Problem requirements
Can you duplicate the stretch of the Granato passage from "The benefit was" through "to save lives." word for word?

The benefit was enormous. Not only did the system save countless human lives, but it reduced costs incurred by infections and saved the institution money as well. “Our teams got awards from Baxter. I received a Physician Champion Award. We were able to present our work both here and abroad. But this is now 15 years ago, this was really at the very beginning of the use of industrial process improvement methodologies to healthcare problems,” he said.

Currently, Granato works as a full-time administrator. His main focus is to improve quality and enhance efficiency with medical procedures. While his role has changed over the years and his responsibilities have grown, the underlining motivation behind everything he does has not. He has always worked to save lives.

“One can never minimize the loss of life. Particularly in the discipline I have, interventional cardiology, the death of a patient becomes, for lack of a better word, an occupational hazard. I don’t want to say one becomes immune to it, but one comes to realize that the death of a patient will be inevitable. The flip side of that is the many patients who you’ve been able to pull back from the edge, who should have died that didn’t, and the benefit that you’ve provided them and their family.”

Data for review
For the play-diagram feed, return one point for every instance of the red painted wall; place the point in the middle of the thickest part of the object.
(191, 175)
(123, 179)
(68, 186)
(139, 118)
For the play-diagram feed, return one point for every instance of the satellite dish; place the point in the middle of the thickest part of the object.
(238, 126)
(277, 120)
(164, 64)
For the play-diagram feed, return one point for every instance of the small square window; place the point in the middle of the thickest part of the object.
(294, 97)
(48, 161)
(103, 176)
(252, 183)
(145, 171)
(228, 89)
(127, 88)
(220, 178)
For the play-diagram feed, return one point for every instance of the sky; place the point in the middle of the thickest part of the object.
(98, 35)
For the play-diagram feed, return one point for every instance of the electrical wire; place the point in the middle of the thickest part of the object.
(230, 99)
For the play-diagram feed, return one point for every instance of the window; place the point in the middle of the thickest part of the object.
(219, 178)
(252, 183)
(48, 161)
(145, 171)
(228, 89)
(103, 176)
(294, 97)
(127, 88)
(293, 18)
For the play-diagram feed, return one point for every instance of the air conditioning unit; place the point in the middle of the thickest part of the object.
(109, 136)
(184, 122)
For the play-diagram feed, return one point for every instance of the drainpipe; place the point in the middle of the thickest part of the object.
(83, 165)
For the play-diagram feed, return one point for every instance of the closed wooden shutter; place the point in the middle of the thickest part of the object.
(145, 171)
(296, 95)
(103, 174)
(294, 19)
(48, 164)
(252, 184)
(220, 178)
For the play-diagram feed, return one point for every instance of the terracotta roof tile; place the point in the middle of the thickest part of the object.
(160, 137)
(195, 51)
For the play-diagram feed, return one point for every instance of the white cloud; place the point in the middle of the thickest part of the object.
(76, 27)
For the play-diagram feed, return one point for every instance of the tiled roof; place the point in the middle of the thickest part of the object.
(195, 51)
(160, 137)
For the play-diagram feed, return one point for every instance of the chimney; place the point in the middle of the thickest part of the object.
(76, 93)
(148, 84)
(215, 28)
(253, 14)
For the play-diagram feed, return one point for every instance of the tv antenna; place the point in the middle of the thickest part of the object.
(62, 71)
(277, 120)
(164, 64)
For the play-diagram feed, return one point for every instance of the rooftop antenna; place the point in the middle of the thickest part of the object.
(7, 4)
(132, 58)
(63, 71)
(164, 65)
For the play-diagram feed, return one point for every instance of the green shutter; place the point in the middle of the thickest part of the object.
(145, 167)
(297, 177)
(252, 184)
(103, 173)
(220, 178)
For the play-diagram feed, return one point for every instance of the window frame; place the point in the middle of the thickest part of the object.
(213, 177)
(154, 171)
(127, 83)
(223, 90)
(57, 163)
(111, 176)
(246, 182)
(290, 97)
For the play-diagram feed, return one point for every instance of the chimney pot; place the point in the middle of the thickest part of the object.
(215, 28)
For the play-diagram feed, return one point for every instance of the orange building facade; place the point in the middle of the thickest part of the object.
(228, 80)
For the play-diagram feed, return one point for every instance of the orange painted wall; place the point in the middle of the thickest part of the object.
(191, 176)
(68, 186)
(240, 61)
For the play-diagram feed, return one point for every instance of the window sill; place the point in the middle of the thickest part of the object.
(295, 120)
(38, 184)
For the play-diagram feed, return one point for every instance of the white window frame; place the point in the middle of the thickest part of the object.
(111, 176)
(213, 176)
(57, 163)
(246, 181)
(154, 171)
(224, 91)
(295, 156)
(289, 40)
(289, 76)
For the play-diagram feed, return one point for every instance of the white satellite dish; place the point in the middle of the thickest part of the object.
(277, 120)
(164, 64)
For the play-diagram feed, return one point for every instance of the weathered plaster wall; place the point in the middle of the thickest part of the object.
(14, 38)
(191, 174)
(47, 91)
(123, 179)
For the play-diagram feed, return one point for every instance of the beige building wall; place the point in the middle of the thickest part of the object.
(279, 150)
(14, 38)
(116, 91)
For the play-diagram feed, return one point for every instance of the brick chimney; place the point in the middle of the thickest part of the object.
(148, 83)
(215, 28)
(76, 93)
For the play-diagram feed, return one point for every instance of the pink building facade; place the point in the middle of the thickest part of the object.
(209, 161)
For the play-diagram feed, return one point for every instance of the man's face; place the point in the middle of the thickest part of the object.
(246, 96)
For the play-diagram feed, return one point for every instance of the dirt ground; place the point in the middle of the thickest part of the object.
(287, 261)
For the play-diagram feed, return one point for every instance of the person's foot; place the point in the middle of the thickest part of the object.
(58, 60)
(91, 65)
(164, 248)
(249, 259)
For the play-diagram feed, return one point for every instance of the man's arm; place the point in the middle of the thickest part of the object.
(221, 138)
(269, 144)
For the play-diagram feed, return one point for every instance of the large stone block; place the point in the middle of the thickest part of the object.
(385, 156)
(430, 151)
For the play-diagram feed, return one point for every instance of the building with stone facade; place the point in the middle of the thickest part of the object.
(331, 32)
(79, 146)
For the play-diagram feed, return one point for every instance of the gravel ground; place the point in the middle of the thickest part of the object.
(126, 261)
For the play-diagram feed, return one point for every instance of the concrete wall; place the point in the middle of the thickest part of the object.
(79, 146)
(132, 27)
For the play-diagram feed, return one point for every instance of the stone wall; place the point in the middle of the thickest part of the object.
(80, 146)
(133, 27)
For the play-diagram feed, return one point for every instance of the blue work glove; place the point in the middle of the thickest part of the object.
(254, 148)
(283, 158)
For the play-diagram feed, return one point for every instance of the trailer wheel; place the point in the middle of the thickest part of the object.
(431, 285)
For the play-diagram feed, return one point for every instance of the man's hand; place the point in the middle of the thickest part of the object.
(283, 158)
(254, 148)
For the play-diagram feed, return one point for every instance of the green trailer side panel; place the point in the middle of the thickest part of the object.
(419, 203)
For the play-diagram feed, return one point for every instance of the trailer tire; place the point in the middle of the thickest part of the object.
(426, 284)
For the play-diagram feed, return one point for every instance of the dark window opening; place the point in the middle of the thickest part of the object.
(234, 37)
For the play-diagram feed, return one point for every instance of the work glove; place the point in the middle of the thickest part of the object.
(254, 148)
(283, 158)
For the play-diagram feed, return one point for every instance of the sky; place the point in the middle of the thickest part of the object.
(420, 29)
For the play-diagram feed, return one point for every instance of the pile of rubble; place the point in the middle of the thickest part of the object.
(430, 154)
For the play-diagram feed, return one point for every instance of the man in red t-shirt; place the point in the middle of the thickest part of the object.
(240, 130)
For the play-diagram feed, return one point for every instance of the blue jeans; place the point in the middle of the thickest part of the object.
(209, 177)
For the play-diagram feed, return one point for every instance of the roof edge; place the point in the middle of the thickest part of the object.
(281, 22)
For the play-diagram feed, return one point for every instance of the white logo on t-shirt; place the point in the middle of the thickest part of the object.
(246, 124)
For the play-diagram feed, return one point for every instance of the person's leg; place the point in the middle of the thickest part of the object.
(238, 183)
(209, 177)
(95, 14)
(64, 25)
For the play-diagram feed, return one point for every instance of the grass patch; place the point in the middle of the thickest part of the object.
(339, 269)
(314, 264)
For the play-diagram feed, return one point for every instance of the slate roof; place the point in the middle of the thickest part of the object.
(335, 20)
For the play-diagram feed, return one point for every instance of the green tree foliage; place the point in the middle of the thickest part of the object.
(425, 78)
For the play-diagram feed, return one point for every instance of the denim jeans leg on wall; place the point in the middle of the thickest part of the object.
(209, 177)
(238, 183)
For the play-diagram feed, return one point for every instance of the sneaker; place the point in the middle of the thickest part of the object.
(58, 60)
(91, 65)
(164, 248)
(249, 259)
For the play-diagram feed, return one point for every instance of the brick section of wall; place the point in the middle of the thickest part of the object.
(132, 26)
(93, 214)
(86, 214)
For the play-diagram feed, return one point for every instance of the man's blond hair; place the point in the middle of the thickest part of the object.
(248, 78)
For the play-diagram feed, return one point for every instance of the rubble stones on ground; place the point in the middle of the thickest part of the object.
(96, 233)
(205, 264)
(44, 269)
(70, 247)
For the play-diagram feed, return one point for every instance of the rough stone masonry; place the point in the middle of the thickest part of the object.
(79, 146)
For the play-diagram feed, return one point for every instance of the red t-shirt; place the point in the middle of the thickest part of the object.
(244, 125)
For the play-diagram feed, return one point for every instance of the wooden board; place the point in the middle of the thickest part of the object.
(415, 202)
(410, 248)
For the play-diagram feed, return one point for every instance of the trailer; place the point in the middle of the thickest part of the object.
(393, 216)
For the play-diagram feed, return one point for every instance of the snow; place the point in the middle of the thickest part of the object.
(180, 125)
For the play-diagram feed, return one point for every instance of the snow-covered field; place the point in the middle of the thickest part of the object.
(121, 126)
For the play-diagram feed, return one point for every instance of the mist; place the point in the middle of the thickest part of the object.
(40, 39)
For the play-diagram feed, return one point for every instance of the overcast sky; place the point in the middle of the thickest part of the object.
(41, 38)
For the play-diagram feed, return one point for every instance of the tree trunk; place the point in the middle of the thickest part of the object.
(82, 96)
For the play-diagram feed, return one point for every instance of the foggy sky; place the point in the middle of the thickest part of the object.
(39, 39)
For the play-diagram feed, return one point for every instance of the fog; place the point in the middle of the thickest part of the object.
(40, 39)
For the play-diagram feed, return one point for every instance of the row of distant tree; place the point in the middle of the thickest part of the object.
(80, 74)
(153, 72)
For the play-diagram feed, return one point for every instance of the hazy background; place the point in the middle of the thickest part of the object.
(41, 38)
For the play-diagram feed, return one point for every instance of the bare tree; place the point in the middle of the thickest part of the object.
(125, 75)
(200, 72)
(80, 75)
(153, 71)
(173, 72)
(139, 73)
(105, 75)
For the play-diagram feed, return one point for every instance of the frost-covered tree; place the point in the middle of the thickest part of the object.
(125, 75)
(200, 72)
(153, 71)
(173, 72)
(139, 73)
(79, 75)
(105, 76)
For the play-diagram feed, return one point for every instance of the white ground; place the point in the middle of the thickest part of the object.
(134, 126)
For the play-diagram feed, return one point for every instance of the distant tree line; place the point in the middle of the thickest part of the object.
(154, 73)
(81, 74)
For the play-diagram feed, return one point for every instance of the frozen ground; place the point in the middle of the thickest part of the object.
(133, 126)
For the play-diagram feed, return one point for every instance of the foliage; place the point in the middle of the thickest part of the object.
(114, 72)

Exercise output
The benefit was enormous. Not only did the system save countless human lives, but it reduced costs incurred by infections and saved the institution money as well. “Our teams got awards from Baxter. I received a Physician Champion Award. We were able to present our work both here and abroad. But this is now 15 years ago, this was really at the very beginning of the use of industrial process improvement methodologies to healthcare problems,” he said.

Currently, Granato works as a full-time administrator. His main focus is to improve quality and enhance efficiency with medical procedures. While his role has changed over the years and his responsibilities have grown, the underlining motivation behind everything he does has not. He has always worked to save lives.